Short task → Rewrite the lines from the one containing "tail for our possession-tracking pipeline." through the one containing "[71,37,110,58]", inclusive, replacing "sports video analyst" with "wildlife video analyst" and leaving everything else unchanged. Omit the pictures from your answer.

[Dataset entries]
==============================

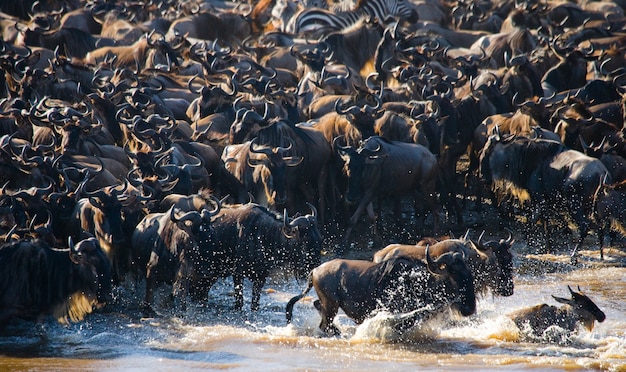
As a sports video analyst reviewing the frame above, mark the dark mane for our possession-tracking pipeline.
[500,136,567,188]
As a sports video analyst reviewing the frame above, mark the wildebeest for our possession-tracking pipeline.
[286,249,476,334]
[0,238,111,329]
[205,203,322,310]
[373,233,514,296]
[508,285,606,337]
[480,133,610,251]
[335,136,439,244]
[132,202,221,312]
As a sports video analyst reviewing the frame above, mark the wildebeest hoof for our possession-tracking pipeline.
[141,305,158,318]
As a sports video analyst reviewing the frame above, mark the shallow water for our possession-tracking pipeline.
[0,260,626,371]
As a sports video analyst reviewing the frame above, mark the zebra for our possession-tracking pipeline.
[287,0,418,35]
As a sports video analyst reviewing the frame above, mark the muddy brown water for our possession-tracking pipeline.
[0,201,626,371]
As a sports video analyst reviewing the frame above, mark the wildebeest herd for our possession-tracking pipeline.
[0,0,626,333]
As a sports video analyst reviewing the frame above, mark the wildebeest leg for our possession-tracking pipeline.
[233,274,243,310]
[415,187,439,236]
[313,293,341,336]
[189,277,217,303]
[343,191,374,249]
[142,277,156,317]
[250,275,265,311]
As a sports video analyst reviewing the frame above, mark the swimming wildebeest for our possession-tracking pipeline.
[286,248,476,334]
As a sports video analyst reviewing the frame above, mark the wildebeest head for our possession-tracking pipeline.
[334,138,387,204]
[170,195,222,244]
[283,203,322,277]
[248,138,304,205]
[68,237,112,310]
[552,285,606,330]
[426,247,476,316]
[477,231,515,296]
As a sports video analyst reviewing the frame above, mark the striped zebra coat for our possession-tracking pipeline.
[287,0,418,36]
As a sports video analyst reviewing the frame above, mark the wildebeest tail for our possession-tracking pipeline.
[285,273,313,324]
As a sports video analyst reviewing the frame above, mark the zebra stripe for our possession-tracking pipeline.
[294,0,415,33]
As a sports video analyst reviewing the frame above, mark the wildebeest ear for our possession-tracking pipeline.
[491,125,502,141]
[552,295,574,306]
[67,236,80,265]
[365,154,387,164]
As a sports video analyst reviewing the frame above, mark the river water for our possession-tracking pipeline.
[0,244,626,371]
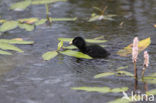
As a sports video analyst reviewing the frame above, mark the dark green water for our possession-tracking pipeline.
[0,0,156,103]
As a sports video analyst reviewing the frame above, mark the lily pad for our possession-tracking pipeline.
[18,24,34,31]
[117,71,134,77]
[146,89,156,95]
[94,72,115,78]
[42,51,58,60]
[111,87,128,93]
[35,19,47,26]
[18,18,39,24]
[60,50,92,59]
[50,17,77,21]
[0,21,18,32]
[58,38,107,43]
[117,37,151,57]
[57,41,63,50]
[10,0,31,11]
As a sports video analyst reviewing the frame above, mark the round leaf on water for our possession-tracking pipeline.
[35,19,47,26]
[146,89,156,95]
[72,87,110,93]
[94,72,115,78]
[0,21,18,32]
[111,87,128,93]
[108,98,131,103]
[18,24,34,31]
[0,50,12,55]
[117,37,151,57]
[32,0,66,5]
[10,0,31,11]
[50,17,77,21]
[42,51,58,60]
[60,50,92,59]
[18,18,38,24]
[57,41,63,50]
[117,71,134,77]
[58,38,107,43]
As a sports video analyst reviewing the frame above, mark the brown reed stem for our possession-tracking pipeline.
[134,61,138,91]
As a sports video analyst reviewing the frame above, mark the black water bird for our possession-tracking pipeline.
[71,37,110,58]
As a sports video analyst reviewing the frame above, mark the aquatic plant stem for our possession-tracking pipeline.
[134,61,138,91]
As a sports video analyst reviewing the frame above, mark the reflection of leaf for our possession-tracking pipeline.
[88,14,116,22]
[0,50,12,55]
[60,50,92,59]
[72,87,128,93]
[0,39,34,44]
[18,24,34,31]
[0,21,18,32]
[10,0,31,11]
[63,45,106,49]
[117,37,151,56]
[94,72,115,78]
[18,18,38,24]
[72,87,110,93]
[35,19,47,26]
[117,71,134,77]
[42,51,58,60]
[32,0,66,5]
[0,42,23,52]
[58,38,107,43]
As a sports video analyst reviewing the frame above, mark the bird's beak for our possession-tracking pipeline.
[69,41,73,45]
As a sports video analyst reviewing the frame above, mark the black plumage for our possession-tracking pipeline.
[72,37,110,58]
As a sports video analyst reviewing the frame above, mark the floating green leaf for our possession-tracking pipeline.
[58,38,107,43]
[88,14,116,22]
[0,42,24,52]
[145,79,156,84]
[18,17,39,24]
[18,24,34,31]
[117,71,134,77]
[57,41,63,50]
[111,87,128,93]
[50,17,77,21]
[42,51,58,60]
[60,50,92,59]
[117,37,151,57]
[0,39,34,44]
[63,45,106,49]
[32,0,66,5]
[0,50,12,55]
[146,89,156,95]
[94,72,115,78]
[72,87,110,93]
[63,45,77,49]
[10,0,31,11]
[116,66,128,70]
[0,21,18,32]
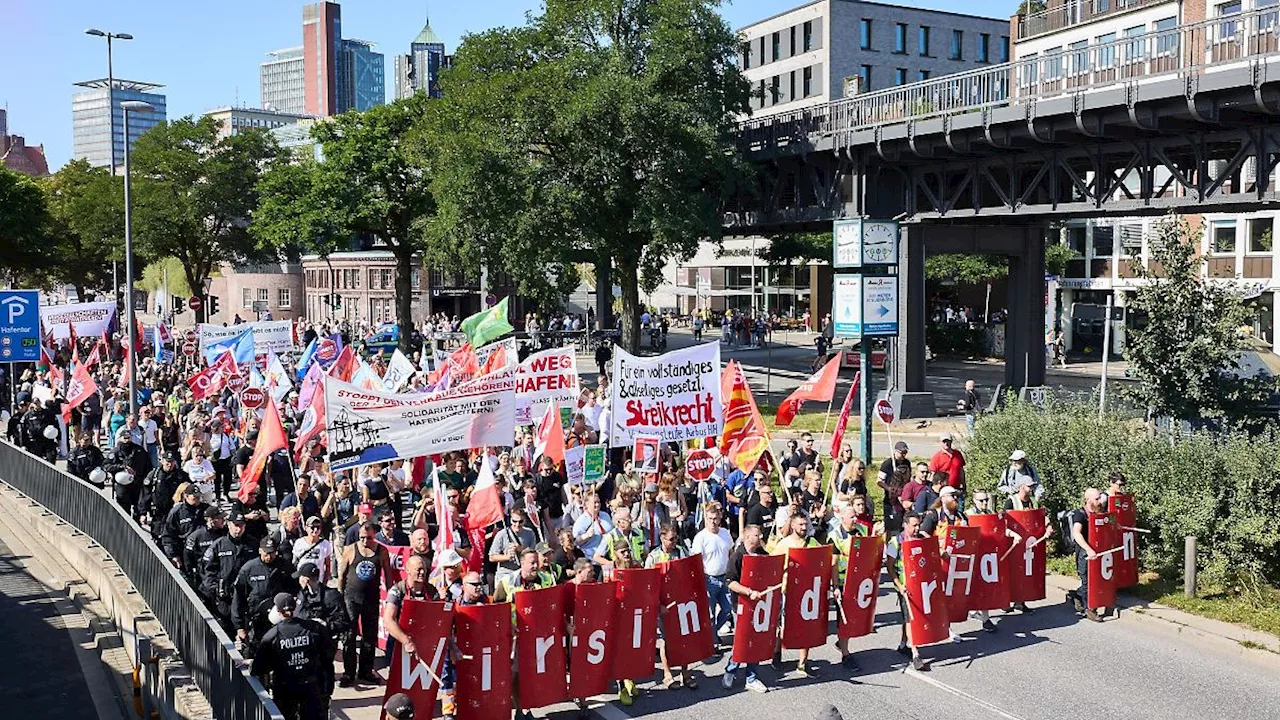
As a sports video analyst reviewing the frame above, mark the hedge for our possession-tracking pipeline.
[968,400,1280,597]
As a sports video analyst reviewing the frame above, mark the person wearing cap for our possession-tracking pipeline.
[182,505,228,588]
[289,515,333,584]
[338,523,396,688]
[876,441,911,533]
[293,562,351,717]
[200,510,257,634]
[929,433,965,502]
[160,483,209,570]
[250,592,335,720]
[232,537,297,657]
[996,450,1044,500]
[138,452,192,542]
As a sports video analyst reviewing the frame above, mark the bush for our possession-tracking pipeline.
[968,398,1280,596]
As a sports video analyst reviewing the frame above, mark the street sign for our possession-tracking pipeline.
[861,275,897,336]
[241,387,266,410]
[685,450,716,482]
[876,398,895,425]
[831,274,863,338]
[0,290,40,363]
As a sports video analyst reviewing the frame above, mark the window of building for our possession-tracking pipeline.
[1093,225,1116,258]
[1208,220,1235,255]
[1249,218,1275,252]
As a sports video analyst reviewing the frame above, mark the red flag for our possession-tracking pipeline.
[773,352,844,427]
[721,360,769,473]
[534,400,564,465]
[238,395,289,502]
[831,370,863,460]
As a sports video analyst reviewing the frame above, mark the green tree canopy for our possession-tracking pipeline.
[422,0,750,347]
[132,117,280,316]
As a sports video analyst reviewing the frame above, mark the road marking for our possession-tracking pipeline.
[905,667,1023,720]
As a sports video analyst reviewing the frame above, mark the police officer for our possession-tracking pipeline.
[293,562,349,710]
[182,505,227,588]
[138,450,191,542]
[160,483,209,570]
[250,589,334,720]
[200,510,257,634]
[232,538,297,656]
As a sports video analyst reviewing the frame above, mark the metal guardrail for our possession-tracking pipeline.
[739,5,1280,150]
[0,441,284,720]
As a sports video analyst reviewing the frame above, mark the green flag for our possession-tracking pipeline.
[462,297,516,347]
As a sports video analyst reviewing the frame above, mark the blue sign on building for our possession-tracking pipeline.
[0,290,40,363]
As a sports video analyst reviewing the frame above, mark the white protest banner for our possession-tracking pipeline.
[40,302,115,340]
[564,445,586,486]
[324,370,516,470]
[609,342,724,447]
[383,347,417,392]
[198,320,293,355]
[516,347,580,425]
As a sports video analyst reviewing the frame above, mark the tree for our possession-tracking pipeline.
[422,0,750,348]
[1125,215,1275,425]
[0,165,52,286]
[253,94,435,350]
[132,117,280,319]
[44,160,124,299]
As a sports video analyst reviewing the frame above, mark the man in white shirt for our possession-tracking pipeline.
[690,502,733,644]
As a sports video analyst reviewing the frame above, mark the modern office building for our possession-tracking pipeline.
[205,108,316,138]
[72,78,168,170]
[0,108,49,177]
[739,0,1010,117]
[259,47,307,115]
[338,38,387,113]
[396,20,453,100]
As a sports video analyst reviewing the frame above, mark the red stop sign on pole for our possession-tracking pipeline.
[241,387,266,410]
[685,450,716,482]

==============================

Response below →
As a wildlife video analyst reviewing the frame above, mark the wildebeest tail for our possession-tracking pipeline.
[285,273,313,324]
As a wildlife video analyst reviewing the frame above, mark the zebra stripe for our possession-tracking pipeline.
[294,0,415,33]
As a wildlife video analyst reviewing the frame above, mark the wildebeest ear for our possession-tracking pipeline.
[491,125,502,141]
[552,295,574,306]
[67,236,80,265]
[365,154,387,164]
As a wildlife video analyst reviewing the frame above, mark the river water for our possession-tracking pipeline.
[0,244,626,371]
As a wildlife video analyst reviewing the frame above, mark the dark green water for our possession-tracking pipeline.
[0,0,156,103]
As a wildlife video analyst reviewing the frame above, mark the lily pad for our possession-tracking pipeline.
[18,24,34,31]
[117,71,134,77]
[146,89,156,95]
[94,72,115,78]
[42,51,58,60]
[111,87,128,93]
[35,19,47,26]
[18,18,39,24]
[60,50,92,59]
[50,17,77,21]
[0,21,18,32]
[58,38,107,43]
[117,37,151,57]
[57,41,63,50]
[10,0,31,11]
As a wildlife video analyst reviewing the frame above, mark the round leaf on water for our possession-tracking pipeline.
[35,19,47,26]
[146,89,156,95]
[72,87,110,93]
[94,72,115,78]
[0,21,18,32]
[111,87,128,93]
[108,98,131,103]
[18,24,34,31]
[0,50,12,55]
[117,37,151,57]
[32,0,66,5]
[10,0,31,11]
[50,17,77,21]
[42,51,58,60]
[60,50,92,59]
[18,18,38,24]
[57,41,63,50]
[117,71,134,77]
[58,38,107,43]
As a wildlife video analyst reviewing the frame above, mark the brown reed stem for our possession-tracking pipeline.
[134,61,138,91]
As a wildlife video analyst reviewing the frame above, mark the black water bird for our possession-tracking pipeline.
[71,37,110,58]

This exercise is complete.